◆ Job: Extract each line of the data below exactly as written.

A block of data
-- START --

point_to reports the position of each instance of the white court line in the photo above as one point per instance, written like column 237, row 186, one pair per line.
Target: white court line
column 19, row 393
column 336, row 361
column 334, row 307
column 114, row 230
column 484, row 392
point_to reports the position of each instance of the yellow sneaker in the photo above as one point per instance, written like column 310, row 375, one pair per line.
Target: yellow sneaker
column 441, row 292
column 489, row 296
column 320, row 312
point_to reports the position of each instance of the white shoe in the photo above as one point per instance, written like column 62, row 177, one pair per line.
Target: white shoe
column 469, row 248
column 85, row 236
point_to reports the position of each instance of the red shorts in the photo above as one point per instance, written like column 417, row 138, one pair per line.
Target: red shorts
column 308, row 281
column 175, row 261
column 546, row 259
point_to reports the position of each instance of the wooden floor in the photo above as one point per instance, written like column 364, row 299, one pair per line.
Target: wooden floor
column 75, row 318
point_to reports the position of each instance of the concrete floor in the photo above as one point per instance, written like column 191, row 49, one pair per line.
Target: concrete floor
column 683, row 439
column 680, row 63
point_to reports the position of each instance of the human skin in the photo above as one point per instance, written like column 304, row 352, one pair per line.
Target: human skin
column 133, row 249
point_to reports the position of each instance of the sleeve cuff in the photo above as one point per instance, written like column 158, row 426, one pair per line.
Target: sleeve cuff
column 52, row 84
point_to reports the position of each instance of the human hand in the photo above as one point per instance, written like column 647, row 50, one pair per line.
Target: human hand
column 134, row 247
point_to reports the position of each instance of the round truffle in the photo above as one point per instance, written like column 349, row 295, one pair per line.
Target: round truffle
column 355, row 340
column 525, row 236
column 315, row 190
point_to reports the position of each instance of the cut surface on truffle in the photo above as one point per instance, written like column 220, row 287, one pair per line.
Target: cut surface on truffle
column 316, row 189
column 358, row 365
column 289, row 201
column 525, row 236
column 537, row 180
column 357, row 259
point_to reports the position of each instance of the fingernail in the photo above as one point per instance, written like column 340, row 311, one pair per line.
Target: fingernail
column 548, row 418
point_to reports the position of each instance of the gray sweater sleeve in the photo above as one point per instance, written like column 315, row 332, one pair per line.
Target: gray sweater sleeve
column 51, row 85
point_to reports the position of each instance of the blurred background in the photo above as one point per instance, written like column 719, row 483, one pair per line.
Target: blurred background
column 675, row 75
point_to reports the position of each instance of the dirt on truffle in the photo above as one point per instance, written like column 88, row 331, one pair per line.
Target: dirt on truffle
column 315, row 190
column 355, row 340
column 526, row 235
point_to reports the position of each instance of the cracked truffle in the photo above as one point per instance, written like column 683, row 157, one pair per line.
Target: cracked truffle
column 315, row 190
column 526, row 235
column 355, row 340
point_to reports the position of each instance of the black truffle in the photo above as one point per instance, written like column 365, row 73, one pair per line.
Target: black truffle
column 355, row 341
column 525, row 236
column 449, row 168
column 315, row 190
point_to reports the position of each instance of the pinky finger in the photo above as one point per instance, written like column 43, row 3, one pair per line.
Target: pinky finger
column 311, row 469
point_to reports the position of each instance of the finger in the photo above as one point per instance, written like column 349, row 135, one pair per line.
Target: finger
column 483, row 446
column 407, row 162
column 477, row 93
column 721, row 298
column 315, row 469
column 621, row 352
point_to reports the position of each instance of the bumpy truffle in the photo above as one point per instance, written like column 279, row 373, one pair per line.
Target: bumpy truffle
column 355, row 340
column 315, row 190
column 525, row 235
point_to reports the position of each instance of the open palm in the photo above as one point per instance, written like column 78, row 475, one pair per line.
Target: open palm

-- END --

◆ Task result:
point_to reports the position of each instance of the white court line in the photo above as one point per instance, written like column 237, row 186, one pair per line.
Target: white court line
column 19, row 393
column 336, row 361
column 334, row 307
column 114, row 230
column 484, row 392
point_to reports the position of each instance of the yellow sneaker in the photo above as one point per instance, written like column 310, row 375, one pair per line.
Target: yellow sneaker
column 441, row 292
column 489, row 296
column 320, row 312
point_to reports the position of each instance of the white shoe in the photo above as one point per instance, written like column 62, row 177, one pair per line.
Target: white shoe
column 469, row 248
column 85, row 236
point_to reports the position of each instance of the red shorts in the photo above as one point per instance, written like column 417, row 138, one pair per line.
Target: red shorts
column 308, row 281
column 175, row 261
column 546, row 259
point_to reports the position of each instance of the wooden floor in the photo above as one point per instance, written like column 364, row 299, one pair per line.
Target: wooden floor
column 75, row 318
point_to reports the position of each instance of the concrete floor in the photo above as one point per instance, written like column 191, row 49, one pair per line.
Target: concrete floor
column 683, row 439
column 680, row 63
point_to reports the position of each instance of the human skin in the photo above as one point per instance, written like column 304, row 352, one pair per line.
Target: human skin
column 133, row 249
point_to reports the position of each instance of the sleeve cuff in the photo above as one point per instance, written like column 158, row 426, one pair per line.
Target: sleeve cuff
column 52, row 84
point_to reports the position of each instance of the human hand in the photo above as one point per instance, written like column 647, row 50, one pair per line.
Target: human hand
column 134, row 247
point_to reports the position of each instance of the round truffle in the photo above as one point per instance, written like column 349, row 295, one pair per line.
Target: round truffle
column 355, row 340
column 525, row 236
column 315, row 190
point_to reports the position of each instance of the cut surface on truffle in the photo above as one point per instance, written like column 220, row 287, one pair per line.
Target: cut surface on truffle
column 316, row 189
column 358, row 365
column 289, row 201
column 525, row 236
column 537, row 180
column 357, row 259
point_to reports the position of each instance of the fingernail in the photo above as one point per instance, written like column 340, row 311, one pair per line.
Target: fingernail
column 548, row 418
point_to reports the position of each instance of the gray sweater sleeve in the photo above as one point per instance, written like column 315, row 332, one pair per line.
Target: gray sweater sleeve
column 51, row 85
point_to reports the position of each instance of the blurred background in the photo above as one point per instance, written like column 719, row 483, one pair per line.
Target: blurred background
column 675, row 75
point_to reports the position of each instance of the dirt on truffle in the photo above as one point per instance, written like column 88, row 331, one pair per line.
Target: dirt on truffle
column 315, row 190
column 355, row 340
column 526, row 235
point_to reports the position of each instance of the cracked truffle in the photo above as one point per instance, written like column 683, row 157, one pair per line.
Target: cracked truffle
column 315, row 190
column 526, row 235
column 355, row 340
point_to reports the position of each instance of the black truffle in the photo above as one point per instance, written like column 365, row 73, one pair per line.
Target: black truffle
column 355, row 341
column 525, row 236
column 449, row 168
column 315, row 190
point_to reports the position of each instance of the pinky finger in the photo above as one point per instance, written like column 43, row 3, one pair per line.
Target: pinky finger
column 311, row 469
point_to reports the position of each instance of the finger in the photo above as one point per instance, written like column 349, row 135, one pair per line.
Target: finger
column 483, row 446
column 407, row 162
column 477, row 93
column 721, row 298
column 315, row 469
column 621, row 352
point_to reports the position of each instance of the bumpy truffle in the photo above as one point per instance, written like column 279, row 373, one pair per line.
Target: bumpy truffle
column 355, row 340
column 315, row 190
column 525, row 235
point_to reports the position of each instance of the open palm in the photo above as one point per instance, written like column 78, row 475, one pair per line.
Target: open palm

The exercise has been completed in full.